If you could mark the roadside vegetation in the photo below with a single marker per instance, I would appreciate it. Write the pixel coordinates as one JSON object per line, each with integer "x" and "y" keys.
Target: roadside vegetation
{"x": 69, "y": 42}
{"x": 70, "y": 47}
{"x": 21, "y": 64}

> REQUIREMENT
Copy out all of the data above, requests included, but multiply every x and y coordinate in the answers by 0.55 and round each result to a whole number, rounding halves up.

> WRITTEN REPLY
If you could mark the roadside vegetation in the photo below with a single marker per instance, I would appreciate it. Write the pixel coordinates as one JSON object per line, each with integer "x" and "y" keys.
Target: roadside vegetation
{"x": 38, "y": 23}
{"x": 39, "y": 26}
{"x": 12, "y": 35}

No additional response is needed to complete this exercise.